Atividade ::
Reescreva o trecho do texto sobre suicídio de "Suicídios não são" a "ser compartilhado também.", substituindo "prevenção" por "proteção".

Quem desejar ser voluntário, deve passar por um curso de capacitação e seleção (conforme a agenda de cada cidade), ter mais de 18 anos, dispor de pelo menos quatro horas e meia por semana e ter vontade de ajudar as pessoas. Pessoas que quiserem se inscrever, podem acessar o site, cvv.org.br, na aba seja voluntário.
Palavra de especialista - Dra. Elisa Reifschneider, psicóloga clínica, coordenadora do Grupo Entrelinhas — CAEP/IP/UnB
Suicídio é uma questão de saúde pública extremamente importante. Embora atinja a muitas pessoas, parece por vezes um tema muito técnico, inacessível. Falar de suicídio é falar sim do apoio especializado necessário a quem está em crise, mas é falar também e muito da promoção da saúde mental no dia a dia. É falar da construção de espaços acolhedores e acessíveis a todos, de relações de trabalho justas e dignas, do respeito à diversidade de vivências afetivas, do respeito a corpos diferentes, da normalização da busca por profissionais de saúde mental, e do acesso a estes, diante de dificuldades nesta esfera.
É falar da necessidade de pausas, da experiência universal de se estar errado às vezes, do quanto somos expostos à positividade tóxica. É falar, enfim, da imperfeição inerente à condição humana e da importância da acolhida de quem somos por inteiro.
Suicídios não são apenas fruto de sofrimento individual e familiar. A forma como vivemos, trabalhamos e nos relacionamos, e como isso foi construído historicamente, está na base da questão. A prevenção é, portanto, um cuidado que deve ser compartilhado também.
Entender este contexto maior é um passo importante. E é importante também, ainda que diante deste contexto, fazer o possível para cuidar de si. Além do tripé bastante conhecido de sono adequado, alimentação saudável e movimento físico, podemos tentar cuidar da nossa saúde mental lançando mão de diversos outros recursos.
Podemos fortalecer nossa habilidade de resolução de problemas, aprender a manejar nosso tempo e estabelecer limites, investir nas amizades que são importantes para nós, resguardar espaços de lazer, ter contato com a natureza. Podemos buscar ajuda para entender e aprender a manejar nossas emoções, nos capacitar a utilizar formas de comunicação mais saudáveis, treinar a nossa flexibilidade mental. Podemos compartilhar nossas dores, estender um ouvido amigo e sempre buscar ajuda. Fica o convite: qual é a menor coisa que você pode fazer hoje, por você e por outros, que vai na direção de uma vida mais saudável e feliz? Talvez seja possível começar por aí.

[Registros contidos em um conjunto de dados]
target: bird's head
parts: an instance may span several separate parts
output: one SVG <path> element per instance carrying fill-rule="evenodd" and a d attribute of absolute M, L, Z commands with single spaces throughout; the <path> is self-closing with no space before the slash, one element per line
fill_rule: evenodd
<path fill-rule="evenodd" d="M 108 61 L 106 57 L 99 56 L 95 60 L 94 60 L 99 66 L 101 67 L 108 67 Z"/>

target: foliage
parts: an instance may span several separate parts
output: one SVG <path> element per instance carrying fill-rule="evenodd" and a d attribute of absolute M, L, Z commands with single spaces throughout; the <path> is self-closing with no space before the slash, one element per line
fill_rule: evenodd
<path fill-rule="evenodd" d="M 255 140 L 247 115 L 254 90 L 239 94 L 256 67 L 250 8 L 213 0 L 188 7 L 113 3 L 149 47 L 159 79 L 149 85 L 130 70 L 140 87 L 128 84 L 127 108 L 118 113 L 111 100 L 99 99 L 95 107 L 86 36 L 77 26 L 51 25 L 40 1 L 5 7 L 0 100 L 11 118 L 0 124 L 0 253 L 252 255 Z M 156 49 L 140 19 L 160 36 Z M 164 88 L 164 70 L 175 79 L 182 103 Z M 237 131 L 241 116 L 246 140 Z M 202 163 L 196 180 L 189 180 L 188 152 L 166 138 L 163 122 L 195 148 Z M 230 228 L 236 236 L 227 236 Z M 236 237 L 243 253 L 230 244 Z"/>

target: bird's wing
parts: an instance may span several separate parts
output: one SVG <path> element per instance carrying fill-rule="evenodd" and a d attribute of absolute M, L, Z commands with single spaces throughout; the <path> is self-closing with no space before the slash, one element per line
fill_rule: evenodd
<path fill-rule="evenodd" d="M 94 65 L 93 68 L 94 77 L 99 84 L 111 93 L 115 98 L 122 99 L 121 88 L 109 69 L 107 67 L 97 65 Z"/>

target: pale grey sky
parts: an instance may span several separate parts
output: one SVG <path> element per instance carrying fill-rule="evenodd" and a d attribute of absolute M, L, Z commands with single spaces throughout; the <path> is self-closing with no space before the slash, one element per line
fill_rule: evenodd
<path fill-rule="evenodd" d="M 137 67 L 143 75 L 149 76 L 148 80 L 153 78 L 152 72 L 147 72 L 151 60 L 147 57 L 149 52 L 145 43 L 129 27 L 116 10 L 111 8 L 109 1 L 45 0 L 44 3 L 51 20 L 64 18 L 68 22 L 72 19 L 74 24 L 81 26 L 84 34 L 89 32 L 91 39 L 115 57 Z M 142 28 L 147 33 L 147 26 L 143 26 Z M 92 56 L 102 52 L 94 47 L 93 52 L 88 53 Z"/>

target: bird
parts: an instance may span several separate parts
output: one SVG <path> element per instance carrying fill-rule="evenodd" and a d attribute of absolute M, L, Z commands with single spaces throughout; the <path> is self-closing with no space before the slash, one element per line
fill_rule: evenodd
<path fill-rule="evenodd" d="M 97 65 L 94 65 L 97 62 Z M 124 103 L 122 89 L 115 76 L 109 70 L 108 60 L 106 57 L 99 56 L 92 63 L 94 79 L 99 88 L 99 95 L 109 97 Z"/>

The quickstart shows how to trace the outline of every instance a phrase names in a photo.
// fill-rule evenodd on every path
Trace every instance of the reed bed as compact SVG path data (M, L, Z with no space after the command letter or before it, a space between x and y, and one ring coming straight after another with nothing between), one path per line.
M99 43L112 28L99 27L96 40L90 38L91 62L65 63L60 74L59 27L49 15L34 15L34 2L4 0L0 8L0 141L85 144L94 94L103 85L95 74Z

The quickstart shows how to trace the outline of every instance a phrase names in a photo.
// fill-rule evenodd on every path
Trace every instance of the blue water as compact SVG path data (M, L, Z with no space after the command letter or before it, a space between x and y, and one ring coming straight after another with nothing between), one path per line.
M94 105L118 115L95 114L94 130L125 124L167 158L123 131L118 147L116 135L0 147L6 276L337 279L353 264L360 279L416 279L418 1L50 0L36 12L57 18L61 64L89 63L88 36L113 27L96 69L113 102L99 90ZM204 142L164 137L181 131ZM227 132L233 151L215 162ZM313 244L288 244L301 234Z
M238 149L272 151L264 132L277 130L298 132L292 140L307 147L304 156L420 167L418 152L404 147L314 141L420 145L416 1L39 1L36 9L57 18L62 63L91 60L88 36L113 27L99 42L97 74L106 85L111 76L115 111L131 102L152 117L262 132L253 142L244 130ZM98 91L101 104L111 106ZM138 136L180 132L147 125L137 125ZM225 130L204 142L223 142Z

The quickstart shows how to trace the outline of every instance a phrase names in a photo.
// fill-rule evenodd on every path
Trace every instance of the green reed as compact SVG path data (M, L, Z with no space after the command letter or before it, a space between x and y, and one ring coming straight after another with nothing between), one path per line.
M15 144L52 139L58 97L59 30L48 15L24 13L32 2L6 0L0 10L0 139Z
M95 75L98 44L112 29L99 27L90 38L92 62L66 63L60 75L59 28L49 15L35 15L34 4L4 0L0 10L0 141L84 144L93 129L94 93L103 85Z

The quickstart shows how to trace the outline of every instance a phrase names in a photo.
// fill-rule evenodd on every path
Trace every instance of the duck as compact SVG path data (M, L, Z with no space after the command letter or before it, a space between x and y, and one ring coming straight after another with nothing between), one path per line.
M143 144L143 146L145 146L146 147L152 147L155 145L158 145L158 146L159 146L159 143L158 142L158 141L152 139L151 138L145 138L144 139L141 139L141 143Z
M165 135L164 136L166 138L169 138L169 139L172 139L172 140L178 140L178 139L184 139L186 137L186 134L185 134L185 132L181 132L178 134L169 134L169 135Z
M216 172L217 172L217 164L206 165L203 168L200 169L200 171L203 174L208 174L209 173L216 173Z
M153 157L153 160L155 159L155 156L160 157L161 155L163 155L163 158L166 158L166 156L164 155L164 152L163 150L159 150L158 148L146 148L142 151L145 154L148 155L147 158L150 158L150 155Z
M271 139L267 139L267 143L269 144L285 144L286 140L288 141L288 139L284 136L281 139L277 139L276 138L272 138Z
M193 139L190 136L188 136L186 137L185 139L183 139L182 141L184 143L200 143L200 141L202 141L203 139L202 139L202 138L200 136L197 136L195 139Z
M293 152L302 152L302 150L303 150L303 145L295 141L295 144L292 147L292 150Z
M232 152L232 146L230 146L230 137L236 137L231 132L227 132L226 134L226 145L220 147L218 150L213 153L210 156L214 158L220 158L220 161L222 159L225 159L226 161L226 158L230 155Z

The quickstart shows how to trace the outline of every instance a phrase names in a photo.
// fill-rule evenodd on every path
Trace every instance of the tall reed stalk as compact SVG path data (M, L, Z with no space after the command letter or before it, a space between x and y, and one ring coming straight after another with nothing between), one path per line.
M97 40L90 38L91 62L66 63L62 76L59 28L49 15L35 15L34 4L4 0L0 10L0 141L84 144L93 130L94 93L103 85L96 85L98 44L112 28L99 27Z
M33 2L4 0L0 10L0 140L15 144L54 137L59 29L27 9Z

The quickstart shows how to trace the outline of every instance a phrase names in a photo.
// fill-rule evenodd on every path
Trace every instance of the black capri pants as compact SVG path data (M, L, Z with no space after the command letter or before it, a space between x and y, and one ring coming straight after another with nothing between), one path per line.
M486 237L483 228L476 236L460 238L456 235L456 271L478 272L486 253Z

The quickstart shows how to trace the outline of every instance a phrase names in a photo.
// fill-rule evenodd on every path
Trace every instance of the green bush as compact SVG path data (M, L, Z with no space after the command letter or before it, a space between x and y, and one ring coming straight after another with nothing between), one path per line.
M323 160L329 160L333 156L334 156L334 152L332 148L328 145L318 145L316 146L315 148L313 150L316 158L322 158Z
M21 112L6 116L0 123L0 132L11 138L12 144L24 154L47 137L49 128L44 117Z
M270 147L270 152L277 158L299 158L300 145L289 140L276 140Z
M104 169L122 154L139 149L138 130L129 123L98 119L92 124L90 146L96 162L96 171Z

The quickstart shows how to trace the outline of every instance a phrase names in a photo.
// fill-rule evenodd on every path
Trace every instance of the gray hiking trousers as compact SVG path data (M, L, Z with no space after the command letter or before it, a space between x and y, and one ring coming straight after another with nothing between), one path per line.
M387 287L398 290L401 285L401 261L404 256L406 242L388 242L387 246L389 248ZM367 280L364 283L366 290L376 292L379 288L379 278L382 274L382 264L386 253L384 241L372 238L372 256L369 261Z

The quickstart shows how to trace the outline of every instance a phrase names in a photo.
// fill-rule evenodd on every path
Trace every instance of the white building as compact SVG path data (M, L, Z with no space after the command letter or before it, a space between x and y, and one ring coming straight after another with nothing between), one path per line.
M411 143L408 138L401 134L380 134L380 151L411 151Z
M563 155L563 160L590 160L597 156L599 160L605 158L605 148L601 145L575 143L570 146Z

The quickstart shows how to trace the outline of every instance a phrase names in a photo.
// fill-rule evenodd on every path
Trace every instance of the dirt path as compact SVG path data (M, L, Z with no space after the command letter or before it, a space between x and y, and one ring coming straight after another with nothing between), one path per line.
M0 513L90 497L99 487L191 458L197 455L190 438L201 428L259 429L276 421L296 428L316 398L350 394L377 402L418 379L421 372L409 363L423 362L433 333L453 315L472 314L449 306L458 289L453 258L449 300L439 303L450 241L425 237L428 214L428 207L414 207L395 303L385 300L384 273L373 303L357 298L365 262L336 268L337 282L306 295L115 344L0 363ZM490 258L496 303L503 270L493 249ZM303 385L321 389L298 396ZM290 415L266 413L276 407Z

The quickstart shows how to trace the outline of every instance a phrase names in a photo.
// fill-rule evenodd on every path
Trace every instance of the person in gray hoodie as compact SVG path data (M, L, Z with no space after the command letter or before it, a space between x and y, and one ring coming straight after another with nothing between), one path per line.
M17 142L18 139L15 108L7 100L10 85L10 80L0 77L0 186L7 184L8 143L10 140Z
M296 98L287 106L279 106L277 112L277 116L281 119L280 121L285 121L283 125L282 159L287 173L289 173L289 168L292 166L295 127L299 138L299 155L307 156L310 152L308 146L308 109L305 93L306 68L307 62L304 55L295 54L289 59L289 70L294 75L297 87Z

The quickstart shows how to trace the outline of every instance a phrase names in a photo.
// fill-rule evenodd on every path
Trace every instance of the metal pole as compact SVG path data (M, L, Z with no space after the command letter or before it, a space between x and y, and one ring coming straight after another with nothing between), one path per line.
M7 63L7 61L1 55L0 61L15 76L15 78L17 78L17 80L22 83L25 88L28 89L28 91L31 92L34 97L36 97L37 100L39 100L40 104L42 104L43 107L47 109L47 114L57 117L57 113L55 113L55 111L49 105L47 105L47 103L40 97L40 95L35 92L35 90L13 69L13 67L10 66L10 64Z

Resultado abaixo ::
Suicídios não são apenas fruto de sofrimento individual e familiar. A forma como vivemos, trabalhamos e nos relacionamos, e como isso foi construído historicamente, está na base da questão. A proteção é, portanto, um cuidado que deve ser compartilhado também.